--- Material supplied Enclosed Below ---
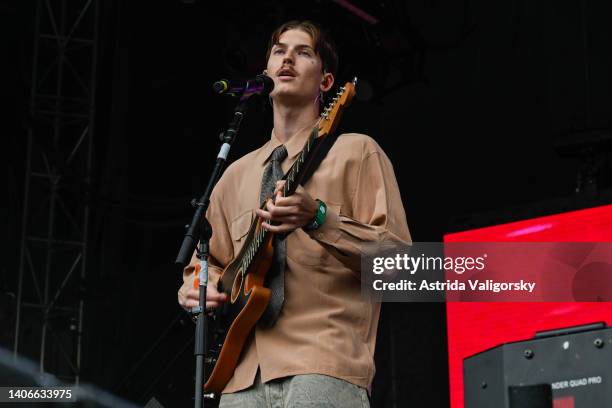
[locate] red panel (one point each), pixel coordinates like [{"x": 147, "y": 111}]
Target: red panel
[{"x": 474, "y": 327}]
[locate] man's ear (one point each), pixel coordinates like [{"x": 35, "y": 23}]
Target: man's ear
[{"x": 327, "y": 82}]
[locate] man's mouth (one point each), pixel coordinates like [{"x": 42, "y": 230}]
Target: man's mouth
[{"x": 285, "y": 73}]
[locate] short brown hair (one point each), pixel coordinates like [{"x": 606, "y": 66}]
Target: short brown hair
[{"x": 324, "y": 45}]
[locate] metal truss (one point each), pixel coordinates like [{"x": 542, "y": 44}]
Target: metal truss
[{"x": 53, "y": 254}]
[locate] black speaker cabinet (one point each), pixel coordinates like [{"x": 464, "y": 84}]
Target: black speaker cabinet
[{"x": 574, "y": 363}]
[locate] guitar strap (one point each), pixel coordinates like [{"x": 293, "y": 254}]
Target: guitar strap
[{"x": 319, "y": 155}]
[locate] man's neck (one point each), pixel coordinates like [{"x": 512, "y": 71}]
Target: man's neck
[{"x": 288, "y": 120}]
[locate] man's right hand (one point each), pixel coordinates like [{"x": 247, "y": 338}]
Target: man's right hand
[{"x": 189, "y": 296}]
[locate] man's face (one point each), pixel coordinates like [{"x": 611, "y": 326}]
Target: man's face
[{"x": 296, "y": 69}]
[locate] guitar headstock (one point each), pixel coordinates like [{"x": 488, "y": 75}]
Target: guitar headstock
[{"x": 331, "y": 115}]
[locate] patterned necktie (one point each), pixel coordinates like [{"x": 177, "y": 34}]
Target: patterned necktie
[{"x": 275, "y": 279}]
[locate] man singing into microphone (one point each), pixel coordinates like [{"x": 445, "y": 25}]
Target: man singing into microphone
[{"x": 316, "y": 346}]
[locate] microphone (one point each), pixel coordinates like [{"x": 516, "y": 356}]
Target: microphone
[{"x": 261, "y": 84}]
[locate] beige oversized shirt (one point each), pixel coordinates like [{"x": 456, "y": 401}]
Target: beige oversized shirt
[{"x": 325, "y": 327}]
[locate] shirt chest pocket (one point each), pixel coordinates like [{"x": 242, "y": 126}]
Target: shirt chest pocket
[{"x": 240, "y": 228}]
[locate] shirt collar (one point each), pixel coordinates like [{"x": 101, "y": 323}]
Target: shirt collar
[{"x": 294, "y": 145}]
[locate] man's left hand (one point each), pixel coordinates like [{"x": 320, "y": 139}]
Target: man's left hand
[{"x": 288, "y": 213}]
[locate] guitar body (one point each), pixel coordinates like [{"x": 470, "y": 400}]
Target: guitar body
[
  {"x": 243, "y": 279},
  {"x": 247, "y": 300}
]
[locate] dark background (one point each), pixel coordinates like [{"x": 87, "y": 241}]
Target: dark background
[{"x": 470, "y": 99}]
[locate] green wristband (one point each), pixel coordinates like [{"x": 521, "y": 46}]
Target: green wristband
[{"x": 319, "y": 218}]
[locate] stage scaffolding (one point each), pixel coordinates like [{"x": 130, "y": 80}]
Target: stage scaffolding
[{"x": 56, "y": 206}]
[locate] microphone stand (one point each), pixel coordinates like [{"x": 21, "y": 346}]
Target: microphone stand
[{"x": 200, "y": 230}]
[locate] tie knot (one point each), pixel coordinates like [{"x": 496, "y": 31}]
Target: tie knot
[{"x": 279, "y": 154}]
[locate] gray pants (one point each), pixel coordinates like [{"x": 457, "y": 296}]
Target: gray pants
[{"x": 308, "y": 390}]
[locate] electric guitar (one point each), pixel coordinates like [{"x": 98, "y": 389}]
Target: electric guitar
[{"x": 243, "y": 278}]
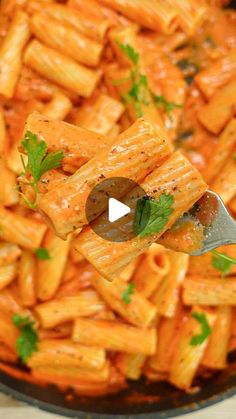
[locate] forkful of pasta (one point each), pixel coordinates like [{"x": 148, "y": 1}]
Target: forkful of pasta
[
  {"x": 217, "y": 226},
  {"x": 177, "y": 210}
]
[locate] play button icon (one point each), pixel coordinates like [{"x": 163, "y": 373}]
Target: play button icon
[
  {"x": 116, "y": 210},
  {"x": 118, "y": 197}
]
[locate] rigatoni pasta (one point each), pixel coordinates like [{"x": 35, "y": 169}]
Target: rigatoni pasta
[
  {"x": 61, "y": 69},
  {"x": 90, "y": 90},
  {"x": 11, "y": 52}
]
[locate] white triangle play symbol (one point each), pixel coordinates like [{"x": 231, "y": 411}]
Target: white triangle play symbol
[{"x": 116, "y": 210}]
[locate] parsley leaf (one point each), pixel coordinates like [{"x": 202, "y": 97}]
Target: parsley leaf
[
  {"x": 140, "y": 93},
  {"x": 42, "y": 253},
  {"x": 39, "y": 162},
  {"x": 27, "y": 342},
  {"x": 151, "y": 215},
  {"x": 130, "y": 52},
  {"x": 206, "y": 329},
  {"x": 126, "y": 296},
  {"x": 222, "y": 262}
]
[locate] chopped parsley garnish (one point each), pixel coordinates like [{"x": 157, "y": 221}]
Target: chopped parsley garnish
[
  {"x": 222, "y": 262},
  {"x": 151, "y": 215},
  {"x": 130, "y": 52},
  {"x": 126, "y": 296},
  {"x": 209, "y": 41},
  {"x": 205, "y": 332},
  {"x": 27, "y": 342},
  {"x": 42, "y": 253},
  {"x": 140, "y": 93},
  {"x": 39, "y": 162}
]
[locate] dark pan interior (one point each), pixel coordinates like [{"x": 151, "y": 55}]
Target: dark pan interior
[{"x": 157, "y": 400}]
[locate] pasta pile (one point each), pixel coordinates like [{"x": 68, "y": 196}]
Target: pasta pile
[{"x": 143, "y": 89}]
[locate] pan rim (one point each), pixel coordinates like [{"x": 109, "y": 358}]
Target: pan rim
[{"x": 72, "y": 413}]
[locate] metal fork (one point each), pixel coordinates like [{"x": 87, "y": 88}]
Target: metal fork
[{"x": 219, "y": 227}]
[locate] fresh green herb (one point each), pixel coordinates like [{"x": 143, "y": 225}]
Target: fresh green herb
[
  {"x": 151, "y": 215},
  {"x": 27, "y": 342},
  {"x": 184, "y": 135},
  {"x": 209, "y": 41},
  {"x": 42, "y": 253},
  {"x": 189, "y": 80},
  {"x": 39, "y": 162},
  {"x": 140, "y": 93},
  {"x": 222, "y": 262},
  {"x": 184, "y": 64},
  {"x": 189, "y": 69},
  {"x": 126, "y": 296},
  {"x": 205, "y": 332},
  {"x": 167, "y": 106},
  {"x": 130, "y": 52}
]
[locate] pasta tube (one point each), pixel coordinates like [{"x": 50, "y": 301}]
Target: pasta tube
[
  {"x": 63, "y": 353},
  {"x": 167, "y": 335},
  {"x": 8, "y": 193},
  {"x": 8, "y": 253},
  {"x": 50, "y": 271},
  {"x": 135, "y": 153},
  {"x": 223, "y": 150},
  {"x": 153, "y": 15},
  {"x": 7, "y": 274},
  {"x": 78, "y": 144},
  {"x": 66, "y": 40},
  {"x": 131, "y": 365},
  {"x": 60, "y": 69},
  {"x": 215, "y": 115},
  {"x": 25, "y": 232},
  {"x": 176, "y": 177},
  {"x": 209, "y": 291},
  {"x": 114, "y": 336},
  {"x": 87, "y": 25},
  {"x": 74, "y": 374},
  {"x": 3, "y": 134},
  {"x": 139, "y": 312},
  {"x": 11, "y": 53},
  {"x": 217, "y": 350},
  {"x": 151, "y": 270},
  {"x": 187, "y": 358},
  {"x": 58, "y": 107},
  {"x": 224, "y": 184},
  {"x": 8, "y": 332},
  {"x": 167, "y": 296},
  {"x": 217, "y": 74},
  {"x": 26, "y": 279},
  {"x": 190, "y": 14},
  {"x": 101, "y": 116},
  {"x": 65, "y": 309}
]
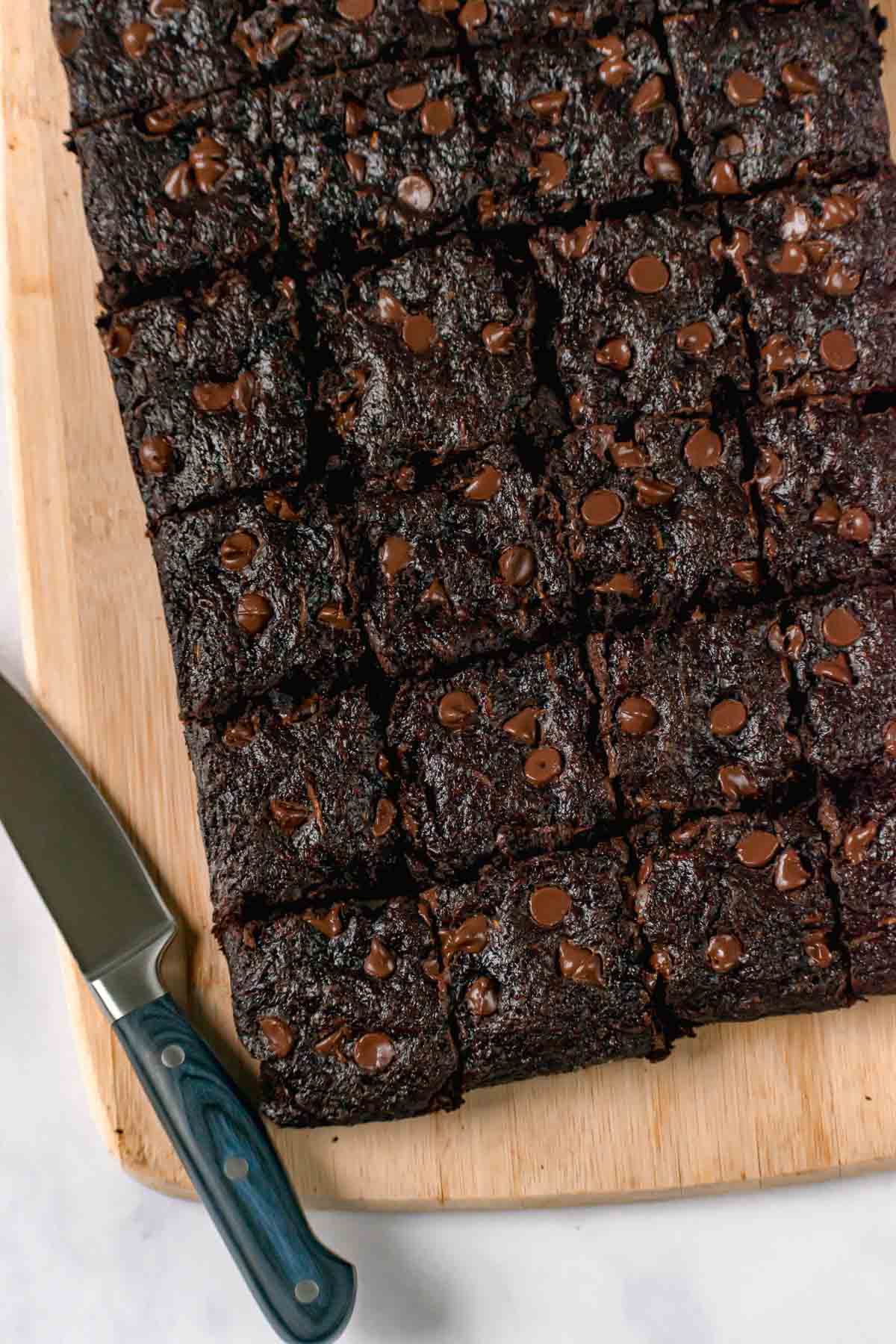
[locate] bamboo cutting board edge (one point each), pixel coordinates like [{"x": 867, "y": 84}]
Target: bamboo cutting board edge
[{"x": 736, "y": 1108}]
--- End of Enclosed Material supplied ---
Using the data above, reproduce exactly the lines from the line that contains "Target: white triangle play symbol" through the line that contains "[locate] pasta tube", including both.

▸ Answer
Target: white triangle play symbol
[{"x": 116, "y": 210}]
[locate] parsley leaf (one point each), pixel coordinates like [{"x": 202, "y": 97}]
Target: parsley leaf
[
  {"x": 140, "y": 93},
  {"x": 42, "y": 253},
  {"x": 39, "y": 162},
  {"x": 27, "y": 342},
  {"x": 151, "y": 215},
  {"x": 130, "y": 52},
  {"x": 206, "y": 329},
  {"x": 126, "y": 296},
  {"x": 222, "y": 262}
]
[locate] chopped parsley garnish (one point each), pixel coordinates like [{"x": 157, "y": 221}]
Target: chopped parsley garnish
[
  {"x": 222, "y": 262},
  {"x": 151, "y": 215},
  {"x": 130, "y": 52},
  {"x": 126, "y": 296},
  {"x": 209, "y": 41},
  {"x": 205, "y": 332},
  {"x": 27, "y": 342},
  {"x": 42, "y": 253},
  {"x": 140, "y": 93},
  {"x": 39, "y": 162}
]
[locate] dark pan interior (one point each), pixel coordinates like [{"x": 151, "y": 55}]
Target: dark pan interior
[{"x": 157, "y": 400}]
[locate] pasta pile (one point each), pixel coordinates like [{"x": 68, "y": 196}]
Target: pasta pile
[{"x": 143, "y": 89}]
[locate] pan rim (one point each), pixel coordinates like [{"x": 109, "y": 358}]
Target: pan rim
[{"x": 72, "y": 413}]
[locate] metal fork (one point each), pixel coordinates like [{"x": 87, "y": 88}]
Target: metal fork
[{"x": 219, "y": 227}]
[locate] fresh green herb (one point each), pixel coordinates like [{"x": 143, "y": 225}]
Target: fresh green herb
[
  {"x": 151, "y": 215},
  {"x": 27, "y": 342},
  {"x": 184, "y": 135},
  {"x": 209, "y": 41},
  {"x": 42, "y": 253},
  {"x": 189, "y": 80},
  {"x": 39, "y": 162},
  {"x": 140, "y": 93},
  {"x": 222, "y": 262},
  {"x": 184, "y": 64},
  {"x": 189, "y": 69},
  {"x": 126, "y": 296},
  {"x": 205, "y": 332},
  {"x": 167, "y": 106},
  {"x": 130, "y": 52}
]
[locate] pasta tube (one point each), pixel coordinates like [{"x": 50, "y": 301}]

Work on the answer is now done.